Set exercise => Write out each of the records below word for word, with every line kept as it appears.

Material provided =>

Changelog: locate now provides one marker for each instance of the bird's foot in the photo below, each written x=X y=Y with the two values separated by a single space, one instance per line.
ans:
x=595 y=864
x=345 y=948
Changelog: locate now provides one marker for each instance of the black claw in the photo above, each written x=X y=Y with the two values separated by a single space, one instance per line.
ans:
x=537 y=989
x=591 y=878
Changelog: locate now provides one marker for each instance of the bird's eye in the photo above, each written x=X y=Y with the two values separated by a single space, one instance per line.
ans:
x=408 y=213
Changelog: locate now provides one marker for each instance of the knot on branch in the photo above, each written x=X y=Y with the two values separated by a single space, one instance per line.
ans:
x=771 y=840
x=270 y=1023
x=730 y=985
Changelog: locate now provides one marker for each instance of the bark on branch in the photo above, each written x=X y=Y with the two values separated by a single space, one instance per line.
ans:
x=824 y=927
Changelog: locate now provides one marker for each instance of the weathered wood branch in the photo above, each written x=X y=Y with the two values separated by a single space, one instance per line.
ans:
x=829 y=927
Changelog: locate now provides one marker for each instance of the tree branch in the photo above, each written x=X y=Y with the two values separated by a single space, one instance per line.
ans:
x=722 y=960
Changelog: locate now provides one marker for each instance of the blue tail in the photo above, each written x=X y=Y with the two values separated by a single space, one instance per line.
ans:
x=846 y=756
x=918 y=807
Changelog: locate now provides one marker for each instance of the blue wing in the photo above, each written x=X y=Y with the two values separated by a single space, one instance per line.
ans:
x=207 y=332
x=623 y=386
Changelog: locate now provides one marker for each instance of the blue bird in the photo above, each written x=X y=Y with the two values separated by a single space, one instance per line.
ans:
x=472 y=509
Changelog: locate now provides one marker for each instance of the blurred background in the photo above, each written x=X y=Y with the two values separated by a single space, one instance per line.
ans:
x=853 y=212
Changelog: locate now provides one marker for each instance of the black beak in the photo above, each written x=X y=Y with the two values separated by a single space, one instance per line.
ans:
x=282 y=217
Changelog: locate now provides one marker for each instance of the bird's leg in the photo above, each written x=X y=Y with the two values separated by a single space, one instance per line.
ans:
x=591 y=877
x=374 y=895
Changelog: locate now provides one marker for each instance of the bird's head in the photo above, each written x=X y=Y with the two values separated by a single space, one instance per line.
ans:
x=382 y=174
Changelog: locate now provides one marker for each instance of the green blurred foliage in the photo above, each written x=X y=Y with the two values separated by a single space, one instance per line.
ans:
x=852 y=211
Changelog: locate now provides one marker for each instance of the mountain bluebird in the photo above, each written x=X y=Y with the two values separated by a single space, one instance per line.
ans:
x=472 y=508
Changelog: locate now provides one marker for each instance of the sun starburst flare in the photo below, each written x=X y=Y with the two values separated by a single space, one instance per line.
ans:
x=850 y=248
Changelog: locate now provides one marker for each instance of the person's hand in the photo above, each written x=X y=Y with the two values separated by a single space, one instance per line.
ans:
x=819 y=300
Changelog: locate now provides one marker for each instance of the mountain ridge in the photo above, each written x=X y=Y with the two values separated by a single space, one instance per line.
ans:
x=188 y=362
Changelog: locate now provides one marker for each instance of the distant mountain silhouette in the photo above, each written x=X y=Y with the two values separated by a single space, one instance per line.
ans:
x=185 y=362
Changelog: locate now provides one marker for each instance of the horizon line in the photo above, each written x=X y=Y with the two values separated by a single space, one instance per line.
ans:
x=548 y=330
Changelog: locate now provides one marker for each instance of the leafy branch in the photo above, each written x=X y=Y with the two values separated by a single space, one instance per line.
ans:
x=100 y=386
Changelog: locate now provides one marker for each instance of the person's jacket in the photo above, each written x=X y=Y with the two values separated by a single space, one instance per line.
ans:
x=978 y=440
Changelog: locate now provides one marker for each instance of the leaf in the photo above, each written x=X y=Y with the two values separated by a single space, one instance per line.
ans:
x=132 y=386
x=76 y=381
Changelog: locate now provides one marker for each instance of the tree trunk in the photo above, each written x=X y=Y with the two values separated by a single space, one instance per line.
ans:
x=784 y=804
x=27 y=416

Task output =>
Changelog: locate now provides one marker for each instance of the bird's foot in the photo below, each written x=X y=Y with the two values separated by a single space, one instance per line.
ans:
x=595 y=864
x=345 y=948
Changelog: locate now provides one marker for each instance of the black claw in the photo above, each written x=X y=Y with the two values separated by a single space, one instance per line.
ans:
x=537 y=989
x=591 y=878
Changelog: locate now provides one marker for each instance of the bird's eye in the photo above, each written x=X y=Y with the two values separated by a single space, one instance per line.
ans:
x=408 y=213
Changelog: locate now provides one marker for each instance of the knot on branch in the photo above, each written x=X y=Y with the two values separated by a single space, one instance per line.
ans:
x=771 y=840
x=270 y=1023
x=730 y=985
Changelog: locate now provides one marker for each instance of the bark on branch in the photo above, each written x=X y=Y with the two values separated by a single space, one instance per line.
ans:
x=824 y=927
Changelog: locate now provides one marker for each instance of the weathered wood branch in the photo above, each written x=X y=Y with the two values separated by a single space, one instance per line.
ans:
x=829 y=927
Changelog: locate now provides one marker for each instance of the tree branch in the photo above, each written x=X y=Y with the two values separated by a single space, one instance per line.
ans:
x=722 y=960
Changelog: locate now provides one marker for each instance of the blue tail in the photo above, each written x=X y=Y with the two values separated by a single space, one instance per line.
ans:
x=846 y=756
x=918 y=807
Changelog: locate now provides one marker for each instance of the blue wing in the photo above, each written x=X y=Y with the two values separated by a single space, one instance per line.
ans:
x=207 y=332
x=623 y=386
Changelog: locate now provides one marker for each instance of the blue bird in the photo above, each written x=X y=Y with the two values separated by a single space, one instance per line.
ans:
x=472 y=509
Changelog: locate now provides one marker for each instance of the blurred background in the photo above, each written x=X y=Y with the two values separated by a single space, one instance per line.
ans:
x=853 y=212
Changelog: locate now provides one marker for each instance of the black beak in the photo above, each written x=X y=Y with the two values separated by a single space, one instance per line.
ans:
x=282 y=217
Changelog: locate now provides one marker for each instance of the bird's leg in the photo above, each written x=X y=Y with the two values separated by a single space, one instance per line.
ans:
x=591 y=877
x=374 y=895
Changelog: locate now provides one marker for each instance of the bird's head in the photo above, each written x=X y=Y with the two values separated by a single space, one instance per line.
ans:
x=382 y=174
Changelog: locate now provides one marker for each instance of the green blurred foliage in the photo above, each written x=X y=Y with the two values separated by a single space, one instance per line.
ans:
x=852 y=211
Changelog: locate now provides one marker for each instance of the mountain bluebird in the photo above, each written x=X y=Y with the two values separated by a single space, one instance per line.
ans:
x=472 y=508
Changelog: locate now provides one marker for each instance of the sun starburst flare in the photo below, each written x=X y=Y with the two values separated by a single space, one instance per line.
ans:
x=850 y=248
Changelog: locate now provides one marker for each instance of the person's hand in the photo above, each written x=X y=Y with the two values separated by a single space, one instance per line.
ans:
x=819 y=300
Changelog: locate now provides one marker for each instance of the mountain ridge in the photo above, each written x=X y=Y with the two values separated by a single space, one instance per line.
ans:
x=188 y=362
Changelog: locate now provides one marker for each instance of the distant mountain silhouette in the photo above, each written x=X y=Y with the two values separated by a single space, one instance per line.
ans:
x=185 y=362
Changelog: locate now provides one marker for each instance of the horizon line in the photo above, each written x=X y=Y with the two values separated by a single space, one instance per line.
ans:
x=548 y=330
Changelog: locate now provides one marker for each instance of the leafy branch in the photo above, each written x=X y=Y with the two values separated by a single space, one instance per line.
ans:
x=100 y=386
Changelog: locate now provides one marker for each instance of the person's jacket in the photo above, each written x=X y=Y with the two values separated by a single space, one instance per line.
ans:
x=978 y=440
Changelog: locate now provides one marker for each instance of the leaf in the photo above, each written x=X y=Y with the two values separated by a single space, one instance per line.
ans:
x=132 y=386
x=76 y=381
Changelog: locate now provides one marker for each instance of the tree trunk in the photo above, each written x=X y=Y with the two values separated by a single space, one instance per line.
ans:
x=784 y=804
x=27 y=416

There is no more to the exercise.